### ACTION ITEM
Transcribe this passage from the Darfur food rations text word for word, from "So what will" up to and including "Queen Oreo blizzard.".

### PAGE EXCERPT
Tuesday, May 09, 2006

Darfur - on 1,050 calories a day


A few weeks ago, the United Nations announced that they were forced to reduce the daily food rations in Darfur due to lack of funds. Until then, food aid was established at 2,100 calories a day per person. It’s now 1,050 calories. In order to achieve that calorie reduction the United Nations was forced to reduce the amount of cereals, fortified foods and oil by one-half. Pulses (legumes), sugar and salt are now at ¼ of their original levels.

So what will 1,050 calories get you? Not much. It’ll provide you with ½ cup of dried rice, ½ cup of soy beans, ¼ cup of lentils, ½ cup of flour, a cup of milk and a banana. You’ll note the lack of meat – too expensive. Protein has to come from the legumes – that’s right – one of the categories that has been cut by 75%.

Need to understand 1,050 calories in terms of a Western lifestyle? That’s a McDonalds quarter pounder, medium fries and medium Coke. It’s 3 slices of Pizza Hut pepperoni pizza. It’s one large Dairy Queen Oreo blizzard.

How many calories do you need? If you’re a man, 5’8”, weigh 150 lbs and lead a very sedentary lifestyle, you need 2,000 calories a day to maintain your weight. If you’re taking in only 1,050 calories a day, you’re losing 2 pounds a week. The United Nations says that it doesn’t expect locally grown food to be available until the September harvest. During those 5 months until harvest, you’ve lost about 40 pounds and now weigh 110 pounds.

If you’re a woman, 5’4” and weigh 110 lbs. (not an unusually low weight considering you’ve already been undernourished for that last couple of years in Darfur), you need 1,600 calories a day. IF you’re sedentary. But if you’re a woman in Darfur, you are anything but sedentary.

Roles and responsibilities for men and women have changed with displacement and continuing insecurity. In Mornei, most of the income generating work is carried out by boys and by women and girls, despite the dangers of gender based violence. For men the price of being caught by Janjaweed outside the camp/town is death. This means that men, both old and middle aged, generally stay within the confines of the town and undertake some of the traditional female roles of child-care and domesticity.

### RECORDED DATA
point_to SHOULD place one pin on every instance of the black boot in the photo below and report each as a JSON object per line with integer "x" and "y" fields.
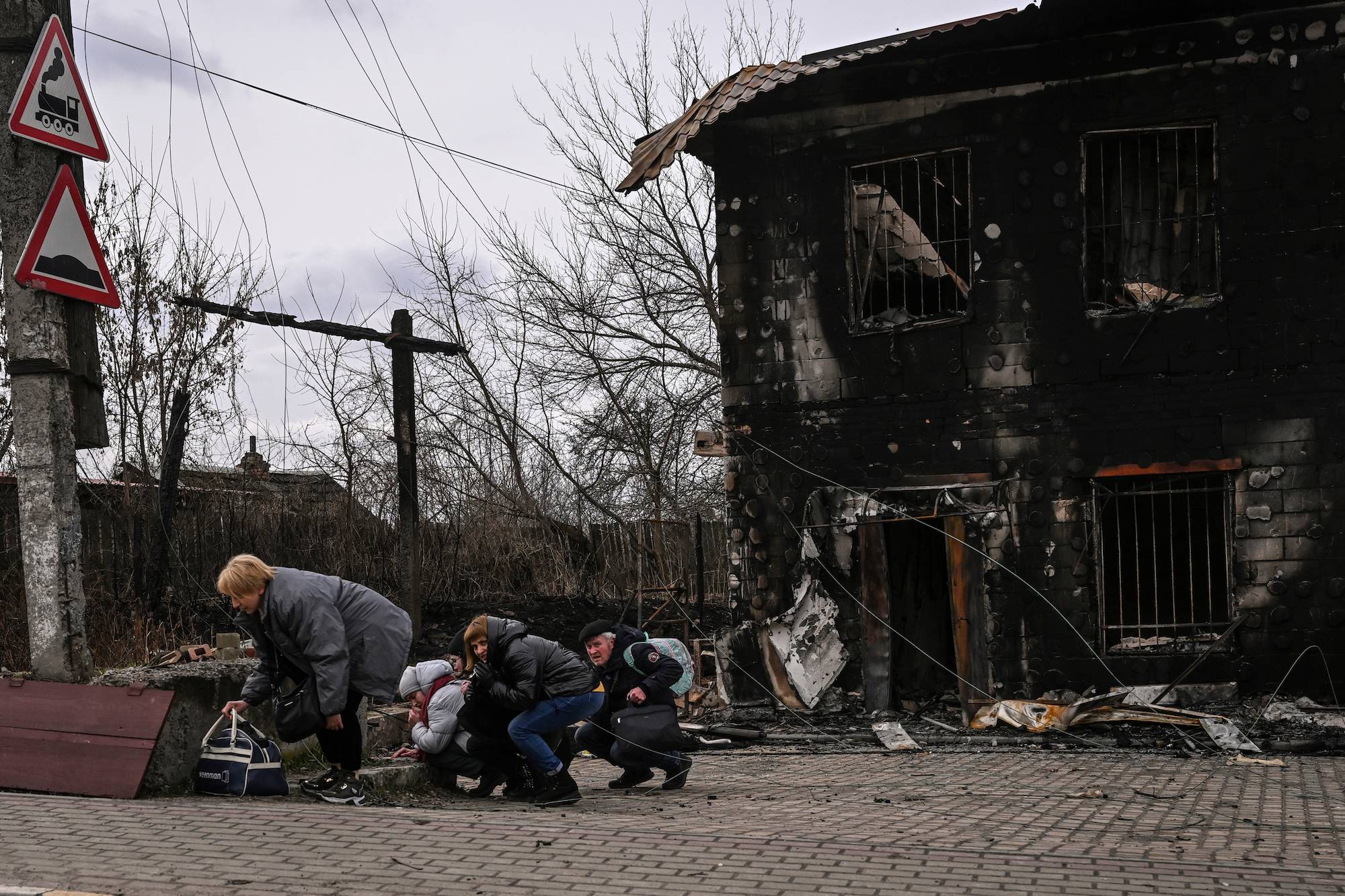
{"x": 486, "y": 786}
{"x": 630, "y": 778}
{"x": 560, "y": 790}
{"x": 676, "y": 779}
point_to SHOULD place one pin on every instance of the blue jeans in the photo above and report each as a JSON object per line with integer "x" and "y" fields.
{"x": 527, "y": 728}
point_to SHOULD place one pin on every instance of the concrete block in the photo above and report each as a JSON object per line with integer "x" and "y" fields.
{"x": 200, "y": 689}
{"x": 1257, "y": 549}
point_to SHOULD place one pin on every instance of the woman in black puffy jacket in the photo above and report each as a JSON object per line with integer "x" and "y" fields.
{"x": 549, "y": 685}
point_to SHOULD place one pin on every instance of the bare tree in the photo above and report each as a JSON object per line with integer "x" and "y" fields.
{"x": 151, "y": 346}
{"x": 619, "y": 299}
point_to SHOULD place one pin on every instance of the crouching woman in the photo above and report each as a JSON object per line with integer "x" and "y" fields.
{"x": 346, "y": 641}
{"x": 549, "y": 686}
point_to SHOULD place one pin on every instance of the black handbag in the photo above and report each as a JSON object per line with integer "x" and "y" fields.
{"x": 653, "y": 727}
{"x": 298, "y": 713}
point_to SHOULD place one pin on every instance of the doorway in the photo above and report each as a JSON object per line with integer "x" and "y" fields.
{"x": 927, "y": 583}
{"x": 921, "y": 608}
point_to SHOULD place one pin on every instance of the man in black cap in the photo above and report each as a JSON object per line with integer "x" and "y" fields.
{"x": 645, "y": 680}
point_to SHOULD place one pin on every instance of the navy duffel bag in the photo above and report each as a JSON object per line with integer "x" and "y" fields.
{"x": 240, "y": 762}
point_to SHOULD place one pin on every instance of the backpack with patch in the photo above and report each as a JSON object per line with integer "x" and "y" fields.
{"x": 669, "y": 647}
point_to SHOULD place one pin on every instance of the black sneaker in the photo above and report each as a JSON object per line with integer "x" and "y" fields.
{"x": 520, "y": 787}
{"x": 676, "y": 779}
{"x": 322, "y": 782}
{"x": 486, "y": 784}
{"x": 560, "y": 790}
{"x": 630, "y": 778}
{"x": 348, "y": 788}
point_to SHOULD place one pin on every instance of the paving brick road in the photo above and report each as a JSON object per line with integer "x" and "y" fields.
{"x": 750, "y": 822}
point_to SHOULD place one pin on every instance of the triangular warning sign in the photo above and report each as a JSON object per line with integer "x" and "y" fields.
{"x": 52, "y": 106}
{"x": 63, "y": 255}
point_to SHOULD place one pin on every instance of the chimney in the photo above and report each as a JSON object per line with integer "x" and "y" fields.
{"x": 252, "y": 463}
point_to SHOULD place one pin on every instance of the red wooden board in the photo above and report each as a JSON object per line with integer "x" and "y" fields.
{"x": 79, "y": 739}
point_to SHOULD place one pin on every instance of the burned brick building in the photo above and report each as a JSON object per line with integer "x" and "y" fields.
{"x": 1035, "y": 350}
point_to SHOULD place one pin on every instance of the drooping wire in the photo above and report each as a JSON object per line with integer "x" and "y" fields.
{"x": 185, "y": 6}
{"x": 424, "y": 142}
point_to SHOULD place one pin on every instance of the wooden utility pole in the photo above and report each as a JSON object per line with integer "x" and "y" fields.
{"x": 408, "y": 499}
{"x": 404, "y": 346}
{"x": 50, "y": 342}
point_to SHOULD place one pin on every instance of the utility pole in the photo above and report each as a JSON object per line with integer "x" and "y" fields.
{"x": 45, "y": 357}
{"x": 408, "y": 501}
{"x": 404, "y": 346}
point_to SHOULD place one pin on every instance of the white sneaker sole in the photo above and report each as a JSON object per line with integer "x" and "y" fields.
{"x": 564, "y": 801}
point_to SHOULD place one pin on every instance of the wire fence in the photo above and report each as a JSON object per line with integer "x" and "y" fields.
{"x": 475, "y": 560}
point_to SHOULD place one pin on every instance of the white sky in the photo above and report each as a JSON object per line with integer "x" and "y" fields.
{"x": 336, "y": 193}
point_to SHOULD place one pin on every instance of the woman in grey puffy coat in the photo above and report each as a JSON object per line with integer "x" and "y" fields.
{"x": 348, "y": 641}
{"x": 438, "y": 694}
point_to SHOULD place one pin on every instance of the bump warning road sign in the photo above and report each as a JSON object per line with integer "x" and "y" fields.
{"x": 63, "y": 255}
{"x": 52, "y": 106}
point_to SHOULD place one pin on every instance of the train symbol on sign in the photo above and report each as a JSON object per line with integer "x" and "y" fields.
{"x": 53, "y": 112}
{"x": 52, "y": 106}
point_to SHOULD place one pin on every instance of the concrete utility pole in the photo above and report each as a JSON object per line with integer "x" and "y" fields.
{"x": 404, "y": 346}
{"x": 408, "y": 494}
{"x": 40, "y": 364}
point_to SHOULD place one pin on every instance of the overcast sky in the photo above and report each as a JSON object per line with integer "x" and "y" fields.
{"x": 334, "y": 193}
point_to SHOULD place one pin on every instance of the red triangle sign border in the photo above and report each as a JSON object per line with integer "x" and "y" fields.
{"x": 54, "y": 32}
{"x": 25, "y": 274}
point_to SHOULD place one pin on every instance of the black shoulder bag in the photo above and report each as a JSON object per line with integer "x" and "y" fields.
{"x": 298, "y": 713}
{"x": 653, "y": 727}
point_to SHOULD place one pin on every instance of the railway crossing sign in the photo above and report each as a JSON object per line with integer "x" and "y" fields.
{"x": 63, "y": 255}
{"x": 53, "y": 106}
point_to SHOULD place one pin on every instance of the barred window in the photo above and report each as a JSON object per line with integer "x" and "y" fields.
{"x": 910, "y": 240}
{"x": 1164, "y": 559}
{"x": 1151, "y": 231}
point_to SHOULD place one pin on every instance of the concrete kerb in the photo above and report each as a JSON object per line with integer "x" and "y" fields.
{"x": 201, "y": 689}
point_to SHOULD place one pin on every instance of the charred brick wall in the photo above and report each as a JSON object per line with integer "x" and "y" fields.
{"x": 1030, "y": 388}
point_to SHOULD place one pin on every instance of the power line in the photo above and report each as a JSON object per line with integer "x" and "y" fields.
{"x": 395, "y": 132}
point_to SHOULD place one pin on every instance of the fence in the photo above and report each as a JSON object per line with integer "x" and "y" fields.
{"x": 473, "y": 561}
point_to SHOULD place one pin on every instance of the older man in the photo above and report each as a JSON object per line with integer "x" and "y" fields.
{"x": 645, "y": 681}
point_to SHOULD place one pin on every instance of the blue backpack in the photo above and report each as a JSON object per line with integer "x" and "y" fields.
{"x": 240, "y": 762}
{"x": 669, "y": 647}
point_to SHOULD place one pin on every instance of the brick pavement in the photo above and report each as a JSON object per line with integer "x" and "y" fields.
{"x": 753, "y": 821}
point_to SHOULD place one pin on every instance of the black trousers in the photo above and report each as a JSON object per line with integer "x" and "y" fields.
{"x": 623, "y": 755}
{"x": 457, "y": 760}
{"x": 345, "y": 747}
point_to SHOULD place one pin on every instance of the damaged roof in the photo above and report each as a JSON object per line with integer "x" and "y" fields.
{"x": 657, "y": 151}
{"x": 1051, "y": 21}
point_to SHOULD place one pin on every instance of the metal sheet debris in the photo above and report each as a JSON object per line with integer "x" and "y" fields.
{"x": 1227, "y": 735}
{"x": 1254, "y": 760}
{"x": 1183, "y": 694}
{"x": 894, "y": 736}
{"x": 809, "y": 642}
{"x": 1040, "y": 716}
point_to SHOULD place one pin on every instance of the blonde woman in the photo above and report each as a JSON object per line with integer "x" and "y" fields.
{"x": 346, "y": 641}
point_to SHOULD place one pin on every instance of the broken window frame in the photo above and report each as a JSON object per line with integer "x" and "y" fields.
{"x": 1116, "y": 623}
{"x": 1104, "y": 300}
{"x": 961, "y": 282}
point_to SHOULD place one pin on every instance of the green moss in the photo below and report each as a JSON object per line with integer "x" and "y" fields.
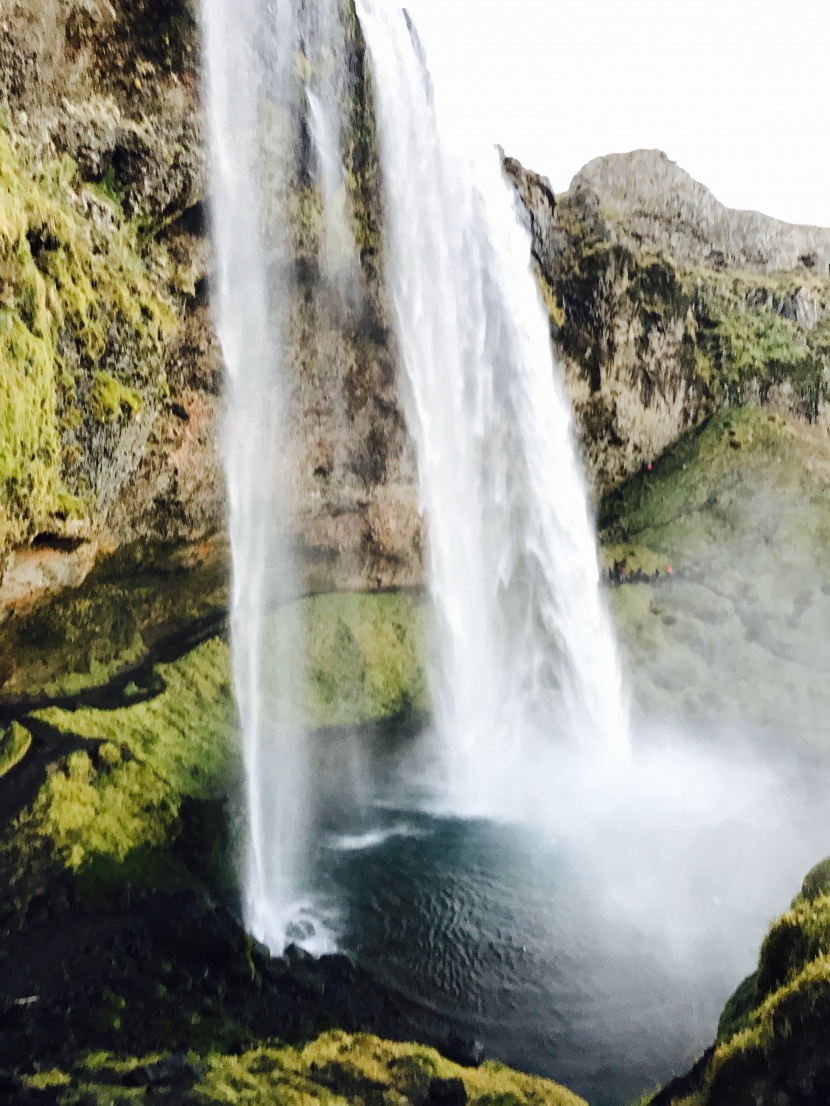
{"x": 665, "y": 510}
{"x": 14, "y": 743}
{"x": 778, "y": 1014}
{"x": 364, "y": 658}
{"x": 184, "y": 734}
{"x": 74, "y": 298}
{"x": 110, "y": 398}
{"x": 817, "y": 883}
{"x": 85, "y": 636}
{"x": 335, "y": 1070}
{"x": 111, "y": 807}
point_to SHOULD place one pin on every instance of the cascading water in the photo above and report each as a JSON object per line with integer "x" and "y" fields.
{"x": 276, "y": 80}
{"x": 524, "y": 639}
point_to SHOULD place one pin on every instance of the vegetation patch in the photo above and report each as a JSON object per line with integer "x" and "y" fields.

### EXERCISE RESULT
So what will 1,050 calories get you? Not much. It’ll provide you with ½ cup of dried rice, ½ cup of soy beans, ¼ cup of lentils, ½ cup of flour, a cup of milk and a banana. You’ll note the lack of meat – too expensive. Protein has to come from the legumes – that’s right – one of the categories that has been cut by 75%.

Need to understand 1,050 calories in terms of a Western lifestyle? That’s a McDonalds quarter pounder, medium fries and medium Coke. It’s 3 slices of Pizza Hut pepperoni pizza. It’s one large Dairy Queen Oreo blizzard.